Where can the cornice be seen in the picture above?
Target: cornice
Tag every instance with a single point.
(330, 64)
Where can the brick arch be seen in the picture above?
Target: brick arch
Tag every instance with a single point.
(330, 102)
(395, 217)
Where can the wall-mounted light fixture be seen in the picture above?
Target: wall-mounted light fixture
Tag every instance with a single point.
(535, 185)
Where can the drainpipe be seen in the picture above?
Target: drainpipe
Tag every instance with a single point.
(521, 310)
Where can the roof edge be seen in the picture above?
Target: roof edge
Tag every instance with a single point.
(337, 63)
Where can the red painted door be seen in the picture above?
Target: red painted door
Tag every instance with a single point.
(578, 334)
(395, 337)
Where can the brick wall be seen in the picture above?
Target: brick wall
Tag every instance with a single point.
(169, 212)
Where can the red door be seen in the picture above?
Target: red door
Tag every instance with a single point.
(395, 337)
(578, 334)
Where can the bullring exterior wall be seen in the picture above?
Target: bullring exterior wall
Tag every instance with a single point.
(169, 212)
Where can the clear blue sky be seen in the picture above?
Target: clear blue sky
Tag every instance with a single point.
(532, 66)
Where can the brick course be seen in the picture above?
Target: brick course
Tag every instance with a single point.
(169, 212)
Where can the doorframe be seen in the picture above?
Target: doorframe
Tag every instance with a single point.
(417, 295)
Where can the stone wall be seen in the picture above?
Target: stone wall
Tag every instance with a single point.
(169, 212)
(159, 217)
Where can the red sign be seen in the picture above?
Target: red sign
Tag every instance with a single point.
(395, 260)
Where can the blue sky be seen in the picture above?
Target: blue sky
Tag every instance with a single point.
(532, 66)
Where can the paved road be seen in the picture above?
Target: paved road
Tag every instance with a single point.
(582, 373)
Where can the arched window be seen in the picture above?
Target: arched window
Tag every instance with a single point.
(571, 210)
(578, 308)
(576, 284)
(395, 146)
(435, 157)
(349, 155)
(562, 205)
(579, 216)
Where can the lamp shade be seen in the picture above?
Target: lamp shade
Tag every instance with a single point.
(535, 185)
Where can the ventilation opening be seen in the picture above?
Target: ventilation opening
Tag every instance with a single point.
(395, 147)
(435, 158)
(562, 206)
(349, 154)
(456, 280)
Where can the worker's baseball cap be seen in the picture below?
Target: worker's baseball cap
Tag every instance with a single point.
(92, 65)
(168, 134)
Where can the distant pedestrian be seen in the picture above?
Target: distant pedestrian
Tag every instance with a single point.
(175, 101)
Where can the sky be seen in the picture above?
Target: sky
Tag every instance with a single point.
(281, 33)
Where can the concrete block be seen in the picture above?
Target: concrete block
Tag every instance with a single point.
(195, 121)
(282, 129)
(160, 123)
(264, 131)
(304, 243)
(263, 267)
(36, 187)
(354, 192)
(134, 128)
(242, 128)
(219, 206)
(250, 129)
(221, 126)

------------------------------

WHAT TO PRODUCE
Copy the data from the line containing "Where can the concrete" through the end, inclusive, changing "concrete block" to "cinder block" and keeping everything else the same.

WRITTEN RESPONSE
Where can the cinder block be seen in the picture above?
Target: cinder block
Tag every instance with a single point.
(195, 121)
(282, 129)
(160, 123)
(264, 131)
(304, 243)
(263, 267)
(36, 187)
(354, 192)
(134, 128)
(242, 128)
(219, 206)
(250, 129)
(221, 126)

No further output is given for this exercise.